*WHAT TO DO*
Rewrite the stretch of the records from the start through the line containing "81, 1021, 134]]", keeping the requests and shifting every bounding-box coordinate in the answers by -76. Leave the pictures out.
━━━━━ SOURCE RECORDS ━━━━━
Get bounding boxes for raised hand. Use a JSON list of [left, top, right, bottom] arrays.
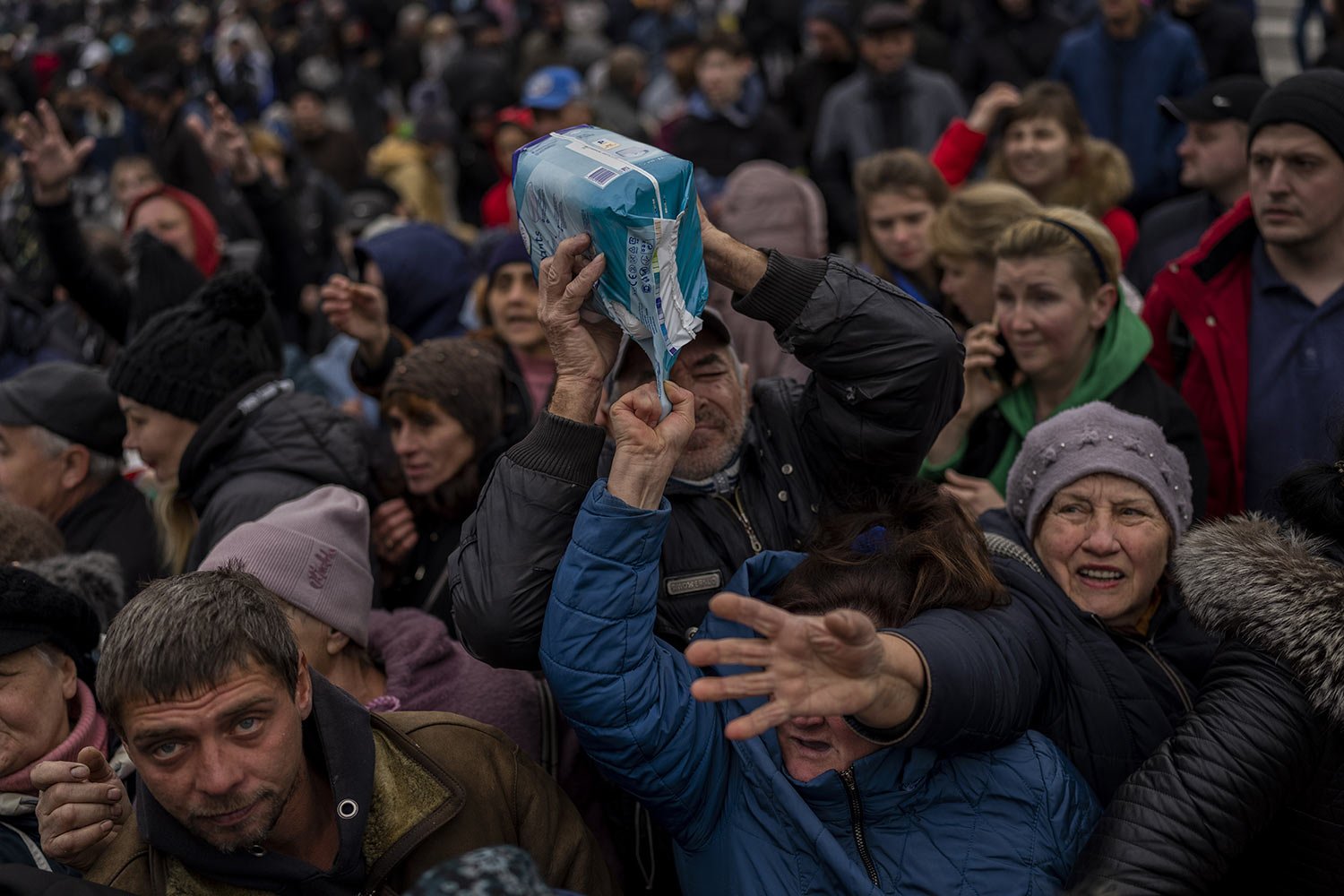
[[607, 380, 695, 511], [319, 274, 392, 361], [32, 747, 134, 871], [685, 592, 924, 740], [537, 234, 621, 423], [18, 99, 94, 205], [187, 94, 261, 184], [943, 470, 1005, 519], [967, 81, 1021, 134]]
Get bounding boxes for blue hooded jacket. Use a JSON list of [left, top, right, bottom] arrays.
[[355, 224, 476, 342], [542, 479, 1099, 896], [1050, 12, 1204, 208]]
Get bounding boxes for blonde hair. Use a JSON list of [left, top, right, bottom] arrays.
[[986, 81, 1134, 218], [930, 183, 1040, 264], [995, 205, 1120, 296], [153, 482, 201, 575], [854, 149, 949, 275]]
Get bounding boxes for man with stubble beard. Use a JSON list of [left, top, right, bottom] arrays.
[[449, 208, 962, 669]]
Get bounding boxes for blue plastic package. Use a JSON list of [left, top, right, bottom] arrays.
[[513, 125, 710, 415]]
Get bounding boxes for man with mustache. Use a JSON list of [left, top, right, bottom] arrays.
[[32, 566, 615, 896], [451, 211, 962, 669], [1144, 68, 1344, 516]]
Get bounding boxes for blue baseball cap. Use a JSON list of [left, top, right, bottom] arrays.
[[523, 65, 583, 110]]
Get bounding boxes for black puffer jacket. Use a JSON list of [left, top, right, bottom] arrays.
[[855, 511, 1217, 805], [177, 375, 374, 570], [449, 253, 962, 669], [1074, 516, 1344, 896]]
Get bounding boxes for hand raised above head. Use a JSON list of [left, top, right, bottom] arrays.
[[319, 274, 392, 358], [607, 381, 695, 511], [537, 234, 621, 388], [18, 99, 94, 205]]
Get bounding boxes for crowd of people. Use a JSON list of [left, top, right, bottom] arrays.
[[0, 0, 1344, 896]]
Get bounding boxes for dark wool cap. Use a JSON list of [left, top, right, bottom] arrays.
[[1246, 68, 1344, 159], [108, 271, 280, 423], [0, 567, 99, 659], [0, 361, 126, 458]]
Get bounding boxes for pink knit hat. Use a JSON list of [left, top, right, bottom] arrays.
[[201, 485, 374, 648]]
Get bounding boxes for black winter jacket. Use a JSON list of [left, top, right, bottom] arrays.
[[177, 375, 374, 570], [451, 251, 962, 669], [957, 364, 1209, 520], [871, 511, 1217, 805], [1074, 516, 1344, 896]]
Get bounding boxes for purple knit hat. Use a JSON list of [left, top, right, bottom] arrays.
[[201, 485, 374, 648], [1007, 401, 1193, 540]]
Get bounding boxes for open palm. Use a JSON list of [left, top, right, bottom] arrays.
[[685, 594, 883, 740], [19, 99, 94, 204]]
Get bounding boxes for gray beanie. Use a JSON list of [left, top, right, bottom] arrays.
[[201, 485, 374, 648], [1008, 401, 1193, 540]]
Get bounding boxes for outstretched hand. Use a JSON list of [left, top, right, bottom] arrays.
[[607, 381, 695, 511], [319, 274, 392, 363], [685, 592, 924, 740], [18, 99, 94, 205], [187, 94, 261, 184]]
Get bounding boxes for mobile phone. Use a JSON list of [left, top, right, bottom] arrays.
[[995, 333, 1018, 385]]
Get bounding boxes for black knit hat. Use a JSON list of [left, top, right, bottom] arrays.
[[0, 567, 99, 659], [1246, 68, 1344, 159], [108, 271, 280, 423]]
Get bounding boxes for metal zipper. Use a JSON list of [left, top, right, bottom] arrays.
[[840, 767, 881, 887], [714, 485, 765, 554], [1089, 613, 1195, 712], [1137, 640, 1195, 712]]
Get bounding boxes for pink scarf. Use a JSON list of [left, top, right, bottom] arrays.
[[0, 681, 108, 797]]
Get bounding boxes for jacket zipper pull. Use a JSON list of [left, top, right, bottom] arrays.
[[733, 485, 763, 554], [839, 766, 882, 887]]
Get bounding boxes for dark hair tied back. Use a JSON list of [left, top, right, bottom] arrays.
[[774, 479, 1004, 629]]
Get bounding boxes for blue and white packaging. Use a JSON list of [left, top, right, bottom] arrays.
[[513, 125, 710, 414]]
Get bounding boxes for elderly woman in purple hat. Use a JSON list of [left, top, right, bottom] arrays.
[[687, 401, 1215, 804]]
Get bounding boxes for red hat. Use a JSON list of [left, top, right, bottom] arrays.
[[125, 185, 220, 277]]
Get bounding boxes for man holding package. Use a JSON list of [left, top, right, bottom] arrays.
[[451, 205, 962, 669]]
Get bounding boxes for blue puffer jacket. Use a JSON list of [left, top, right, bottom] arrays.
[[1050, 12, 1204, 208], [542, 479, 1098, 896]]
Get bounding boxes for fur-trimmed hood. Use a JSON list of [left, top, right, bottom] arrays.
[[1175, 514, 1344, 726]]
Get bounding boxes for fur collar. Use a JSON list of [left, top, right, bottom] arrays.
[[1175, 514, 1344, 726]]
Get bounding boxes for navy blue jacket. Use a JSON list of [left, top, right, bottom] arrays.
[[542, 479, 1098, 896], [882, 511, 1217, 804], [1050, 12, 1204, 210]]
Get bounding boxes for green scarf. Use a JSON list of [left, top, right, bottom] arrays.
[[989, 297, 1153, 495]]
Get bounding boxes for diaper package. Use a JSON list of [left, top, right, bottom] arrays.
[[513, 125, 710, 414]]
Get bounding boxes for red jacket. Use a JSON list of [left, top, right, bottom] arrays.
[[929, 118, 1139, 267], [1144, 196, 1260, 517]]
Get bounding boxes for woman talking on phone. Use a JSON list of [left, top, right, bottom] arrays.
[[922, 205, 1209, 516]]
━━━━━
*OUTPUT FOR THIS EXERCISE*
Get bounding boxes for raised hand. Use a JSON list of [left, top, right, bottom] arrays.
[[531, 304, 619, 435], [243, 198, 316, 285], [-44, 671, 58, 795], [609, 516, 848, 664], [461, 158, 545, 347], [-58, 23, 18, 129], [111, 18, 185, 108], [867, 394, 929, 443], [891, 5, 945, 58]]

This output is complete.